**Selected text**

The site was great, with attractive graphics, nice clear navigation and a straightforward exposition of what the agency’s philosophy was. So far so good.

Until I asked him to click on ‘Our Work’.

I was expecting to see screengrabs of the websites they’d made, shots of their best press ads so I could admire the concepts and read the body copy. I expected to be able to click on clips of their TV and online video stuff and flick through some of their grooviest brochures. I was looking forward to seeing some of their ground-breaking exhibition stands in situ.

Except I couldn’t. There wasn’t a single example of a complete, finished piece of work.

There were loads of design elements taken from a campaign, and some shots that might have been used in ads or online. But not the actual ads themselves or websites or emails or corporate ID packages or pack designs or any of the other lovely work they’ve done.

Think about this for a second.

Imagine going to Ford’s website and not seeing a single picture of a car. Just a nice, arty shot of a steering wheel. Or going to Apple’s website and not seeing a picture of an iPhone. Just a little picture of a printed circuit. Or going to Next’s website and not seeing a picture of the coat they’re selling, just a picture of a button on the cuff. Imagine going to an architect’s site and not seeing any pictures of the buildings they’ve designed.

Is it just me, or would you find this somewhat odd? You build a fantastically expensive, beautiful, engaging website in order to sell your wares and, er, you don’t show them?

So this agency had made a creative decision not to show the stuff it sells. The stuff it sweats blood over. The stuff its clients pay a bloody fortune for and hang proudly on their boardroom walls.

There were loads of case studies telling the visitor how brilliant they were at solving the clients’ marketing issues in creative and striking ways. But we had to take this entirely on trust as none of the work was there to actually see.

Not a sausage.

How could this happen? How could senior agency management make a decision not to show the very things that prospective clients would be most interested in seeing? If you don’t have anything else on the site, at least show the work, surely?

I didn’t have the nerve to press the chap at the time. People tend to get extremely defensive when Emperor’s New Clothes type comments are lobbed at them.

**Activity A**
Collect every line of the dataset entries that contains the string "clicks", treating uppercase and lowercase as distinct.
The agency website post and the dataset entries are unrelated material.

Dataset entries
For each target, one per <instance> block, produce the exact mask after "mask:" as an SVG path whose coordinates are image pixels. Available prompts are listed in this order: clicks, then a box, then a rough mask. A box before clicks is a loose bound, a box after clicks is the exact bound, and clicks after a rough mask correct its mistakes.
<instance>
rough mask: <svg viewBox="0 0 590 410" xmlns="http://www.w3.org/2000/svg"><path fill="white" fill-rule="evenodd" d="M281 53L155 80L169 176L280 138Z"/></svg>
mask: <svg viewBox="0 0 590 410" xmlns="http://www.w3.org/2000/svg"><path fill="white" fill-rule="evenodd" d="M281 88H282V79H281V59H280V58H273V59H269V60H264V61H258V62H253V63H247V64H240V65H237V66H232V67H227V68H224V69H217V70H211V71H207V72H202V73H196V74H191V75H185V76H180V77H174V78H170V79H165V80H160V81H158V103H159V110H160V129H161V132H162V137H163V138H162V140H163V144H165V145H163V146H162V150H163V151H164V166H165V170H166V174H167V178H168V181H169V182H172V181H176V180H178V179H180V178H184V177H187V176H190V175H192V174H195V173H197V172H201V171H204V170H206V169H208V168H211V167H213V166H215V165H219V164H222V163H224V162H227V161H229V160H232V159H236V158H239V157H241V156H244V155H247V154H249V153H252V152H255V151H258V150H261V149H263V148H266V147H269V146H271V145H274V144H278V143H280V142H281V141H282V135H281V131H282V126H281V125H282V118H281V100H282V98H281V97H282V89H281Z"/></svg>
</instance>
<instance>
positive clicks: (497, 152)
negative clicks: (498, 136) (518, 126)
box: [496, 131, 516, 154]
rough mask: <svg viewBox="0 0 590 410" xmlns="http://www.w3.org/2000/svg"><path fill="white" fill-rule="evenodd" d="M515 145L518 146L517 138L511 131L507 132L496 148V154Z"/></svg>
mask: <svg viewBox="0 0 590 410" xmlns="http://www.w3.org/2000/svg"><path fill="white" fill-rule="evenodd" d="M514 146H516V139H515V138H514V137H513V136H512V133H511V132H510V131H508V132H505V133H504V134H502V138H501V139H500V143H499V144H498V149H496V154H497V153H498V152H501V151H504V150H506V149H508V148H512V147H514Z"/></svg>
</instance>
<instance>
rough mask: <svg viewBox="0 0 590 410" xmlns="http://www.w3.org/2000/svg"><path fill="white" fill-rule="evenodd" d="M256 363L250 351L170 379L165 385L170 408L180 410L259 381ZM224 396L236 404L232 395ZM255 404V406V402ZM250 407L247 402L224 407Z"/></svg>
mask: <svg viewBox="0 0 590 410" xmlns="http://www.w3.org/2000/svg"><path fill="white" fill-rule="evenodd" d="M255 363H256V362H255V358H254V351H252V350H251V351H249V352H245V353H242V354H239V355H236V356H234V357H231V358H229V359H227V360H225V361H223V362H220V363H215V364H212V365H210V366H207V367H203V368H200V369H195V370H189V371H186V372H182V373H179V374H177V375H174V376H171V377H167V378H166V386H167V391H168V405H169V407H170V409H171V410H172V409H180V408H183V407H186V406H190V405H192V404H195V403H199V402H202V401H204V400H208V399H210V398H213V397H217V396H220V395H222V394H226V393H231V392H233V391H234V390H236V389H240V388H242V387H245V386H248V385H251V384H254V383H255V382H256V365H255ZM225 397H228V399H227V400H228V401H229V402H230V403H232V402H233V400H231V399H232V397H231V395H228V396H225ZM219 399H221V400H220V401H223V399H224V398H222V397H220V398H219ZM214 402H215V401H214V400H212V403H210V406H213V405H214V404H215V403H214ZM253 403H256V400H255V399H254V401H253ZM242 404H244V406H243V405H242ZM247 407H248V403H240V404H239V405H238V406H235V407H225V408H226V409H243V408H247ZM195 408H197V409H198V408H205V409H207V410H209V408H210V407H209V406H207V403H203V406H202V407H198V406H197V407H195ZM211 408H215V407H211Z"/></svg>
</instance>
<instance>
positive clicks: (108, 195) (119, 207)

**Activity B**
Reproduce the agency website post verbatim from "How could this" up to and including "the work, surely?".

**Answer box A**
For each target, one per <instance> block, produce the exact mask after "mask:" as an SVG path whose coordinates are image pixels. Available prompts are listed in this order: clicks, then a box, then a rough mask. A box before clicks is a loose bound, a box after clicks is the exact bound, and clicks after a rough mask correct its mistakes.
positive clicks: (497, 152)
negative clicks: (498, 136) (518, 126)
positive clicks: (108, 195) (119, 207)

**Answer box B**
How could this happen? How could senior agency management make a decision not to show the very things that prospective clients would be most interested in seeing? If you don’t have anything else on the site, at least show the work, surely?